● Exercise: Put all of these records into a two-column CSV with the columns request and answer, one row per request. Each field should be quoted, line breaks should become spaces, and the pictures should be left out.
===== Listed records =====
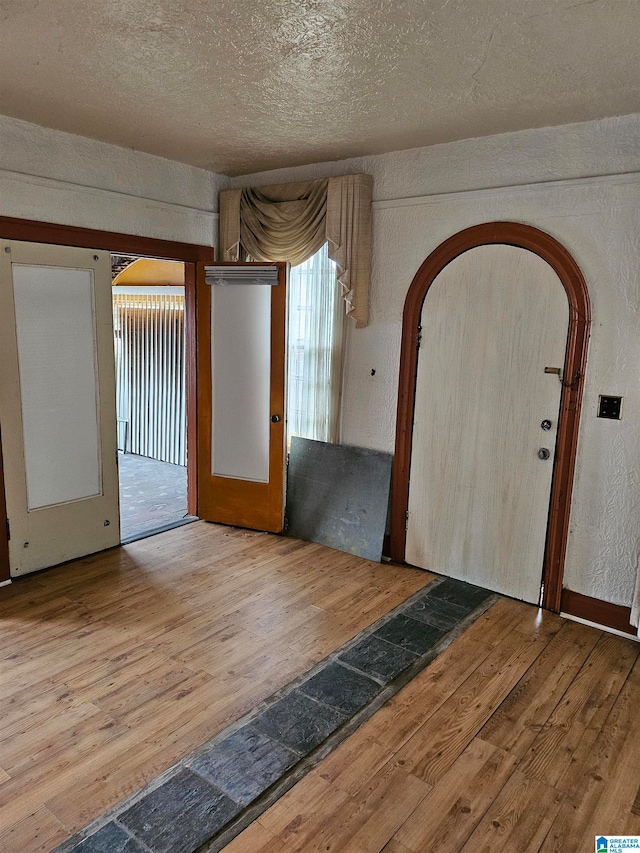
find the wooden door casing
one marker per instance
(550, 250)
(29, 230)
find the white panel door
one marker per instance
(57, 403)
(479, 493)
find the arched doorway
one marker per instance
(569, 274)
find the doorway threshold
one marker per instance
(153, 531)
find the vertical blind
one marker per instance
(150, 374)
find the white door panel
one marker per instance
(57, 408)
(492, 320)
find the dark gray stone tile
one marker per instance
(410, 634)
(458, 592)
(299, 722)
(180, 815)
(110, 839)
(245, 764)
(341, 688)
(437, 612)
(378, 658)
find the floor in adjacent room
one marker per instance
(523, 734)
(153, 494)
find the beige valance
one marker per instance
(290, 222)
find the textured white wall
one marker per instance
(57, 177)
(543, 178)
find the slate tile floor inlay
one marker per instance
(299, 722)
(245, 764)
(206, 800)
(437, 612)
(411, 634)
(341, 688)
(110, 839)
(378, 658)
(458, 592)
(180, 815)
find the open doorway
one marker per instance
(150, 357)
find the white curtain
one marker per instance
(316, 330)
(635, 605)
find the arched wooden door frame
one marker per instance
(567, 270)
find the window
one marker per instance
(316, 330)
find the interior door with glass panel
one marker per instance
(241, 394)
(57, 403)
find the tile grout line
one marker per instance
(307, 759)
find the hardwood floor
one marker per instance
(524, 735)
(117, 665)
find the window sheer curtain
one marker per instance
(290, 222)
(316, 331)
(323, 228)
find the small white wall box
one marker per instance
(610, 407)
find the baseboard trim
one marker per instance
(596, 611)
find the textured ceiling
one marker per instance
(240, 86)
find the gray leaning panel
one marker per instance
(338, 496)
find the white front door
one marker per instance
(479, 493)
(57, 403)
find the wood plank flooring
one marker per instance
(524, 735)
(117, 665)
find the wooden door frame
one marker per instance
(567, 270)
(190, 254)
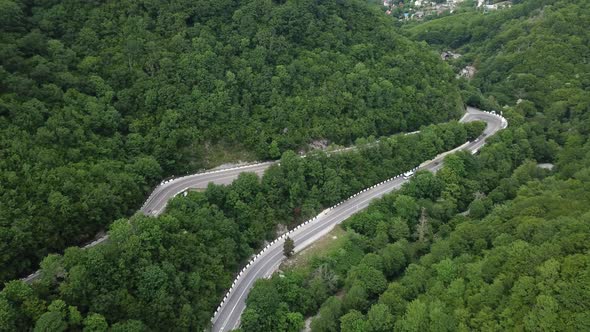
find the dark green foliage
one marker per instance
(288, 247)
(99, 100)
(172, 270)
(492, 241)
=====
● Task output:
request,answer
"find the wooden door casing one marker per instance","(550, 250) (29, 230)"
"find the white panel door one marker per instance","(57, 403) (479, 493)"
"find the arched doorway one marker per instance","(569, 274)"
"find the doorway threshold one marker per instance","(153, 531)"
"find the vertical blind one marker per instance","(150, 374)"
"find the white door panel one marker per instance","(57, 408) (492, 320)"
"find the dark gray stone tile one marker per instance","(410, 634) (458, 592) (299, 722) (180, 815) (110, 839) (245, 764) (341, 688) (437, 612) (378, 658)"
"find the floor in adjacent room one marker per instance","(523, 734) (153, 494)"
"find the beige valance one marker per instance","(290, 222)"
"find the textured white wall one marker per instance","(57, 177) (543, 178)"
"find the slate tile floor inlay one marker per instance","(299, 722) (245, 764) (206, 800) (437, 612) (411, 634) (341, 688) (110, 839) (378, 658) (458, 592) (180, 815)"
"find the open doorway one marker per instance","(150, 357)"
"find the white curtain one marker per instance","(316, 330) (635, 605)"
"find the arched wooden door frame one marker per instance","(567, 270)"
"find the window one marker per instance","(316, 330)"
"find the interior door with glass panel one marker per instance","(241, 394) (57, 403)"
"find the tile grout line one marker per instance","(307, 759)"
"find the hardwood floor one marker per instance","(524, 735) (117, 665)"
"find the window sheer curtain one marker per instance","(290, 222) (316, 331) (323, 228)"
"find the small white wall box one marker per instance","(610, 407)"
"find the baseboard trim one marker per instance","(596, 611)"
"find the textured ceiling one marker per instance","(240, 86)"
"find the gray leaning panel one marker per instance","(338, 496)"
"find the white front door one marker per instance","(479, 493) (57, 403)"
"find the wood plank flooring one marker per instance","(524, 735) (117, 665)"
"find the wooden door frame one marker per instance","(567, 270) (190, 254)"
"find the dark green foliage one marker per instance","(288, 247) (99, 100) (172, 270) (492, 241)"